Non piace a molti l’emendamento “sblocca trivelle” del Governo Meloni, che promette di recuperare dai giacimenti 1,5 miliardi di metri cubi di gas da destinare a prezzo calmierato a 150 imprese energivore. Quali i vantaggi reali per popolazione e imprese? Quali i rischi per l’ambiente? Emiliano: “In Puglia che fine faranno i parchi eolici offshore?”
“Questo emendamento non s’ha da fare”: non le mandano a dire al Governo Meloni Greenpeace Italia, Legambiente e WWF, che in una nota considerano l’ emendamento al “decreto aiuti”, appena approvato dal Consiglio dei Ministri, un regalo alle industrie petrolifere estrattive, in primis all’ENI, e un “marginale” vantaggio per le industrie energivore, per giunta ben lontano dagli impegni per la decarbonizzazione dell’economia assunti dall’Italia su scala globale, dato che favorisce la fornitura e l’uso di una fonte fossile come il gas a prezzi agevolati.
Sulla stessa lunghezza d’onda altre associazioni, per non parlare dei presidenti delle regioni che si affacciano sull’Adriatico, Veneto e Puglia in prima linea, tutti uniti nel dire no a un’attività che potrebbe avere effetti devastanti sugli ecosistemi, sulle popolazioni costiere e, non ultimo, sulla realizzazione di parchi eolici offshore. Insomma, duello all’ultimo sangue tra fonti fossili come il gas e il petrolio, e fonti di energia rinnovabile come il vento.

▸ **Obiettivo 1**
Stabilisca se ciascuna delle seguenti affermazioni concorda con il testo sull'emendamento "sblocca trivelle", rispondendo sì o no e citando esattamente le parole del testo che lo provano. (a) Il gas recuperato sarà destinato a prezzo calmierato a 150 imprese energivore. (b) Secondo Greenpeace Italia, Legambiente e WWF, l'emendamento offre un vantaggio decisivo alle industrie energivore. (c) Tra le regioni contrarie, la Liguria e la Toscana sono in prima linea.

▸ **Dati del compito**
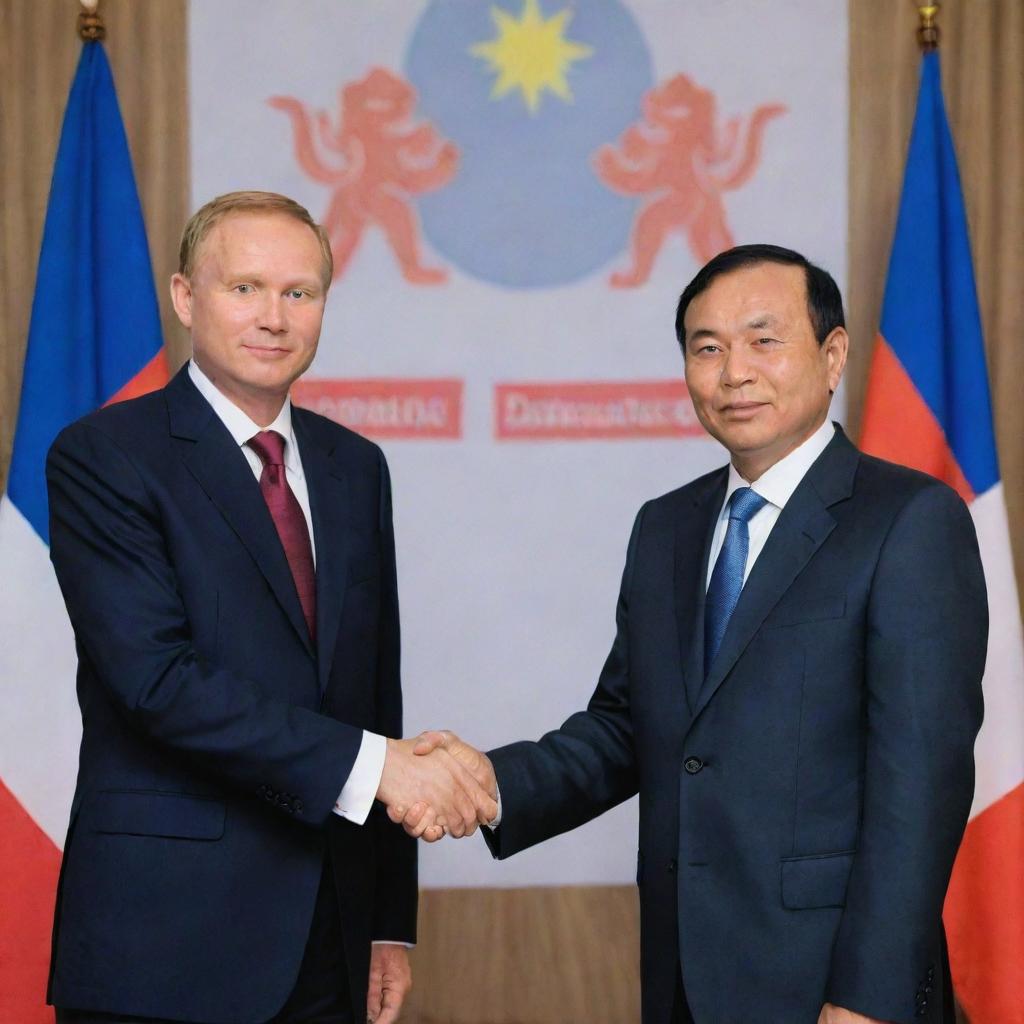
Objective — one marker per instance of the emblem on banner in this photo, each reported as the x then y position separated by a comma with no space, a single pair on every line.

---

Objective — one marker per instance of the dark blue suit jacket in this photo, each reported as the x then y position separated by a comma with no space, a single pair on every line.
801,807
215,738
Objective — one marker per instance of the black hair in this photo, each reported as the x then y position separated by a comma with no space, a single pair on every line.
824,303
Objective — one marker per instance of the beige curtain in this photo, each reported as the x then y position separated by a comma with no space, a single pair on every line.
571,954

▸ **Obiettivo 2**
Raccolga tutte le righe dei record che contengono la parola "this", distinguendo tra maiuscole e minuscole.

▸ **Soluzione scritta 1**
(a) Sì: «da destinare a prezzo calmierato a 150 imprese energivore».
(b) No: «un “marginale” vantaggio per le industrie energivore».
(c) No: «Veneto e Puglia in prima linea».

▸ **Soluzione scritta 2**
Objective — one marker per instance of the emblem on banner in this photo, each reported as the x then y position separated by a comma with no space, a single pair on every line.
Objective — one marker per instance of the dark blue suit jacket in this photo, each reported as the x then y position separated by a comma with no space, a single pair on every line.
Objective — one marker per instance of the black hair in this photo, each reported as the x then y position separated by a comma with no space, a single pair on every line.
Objective — one marker per instance of the beige curtain in this photo, each reported as the x then y position separated by a comma with no space, a single pair on every line.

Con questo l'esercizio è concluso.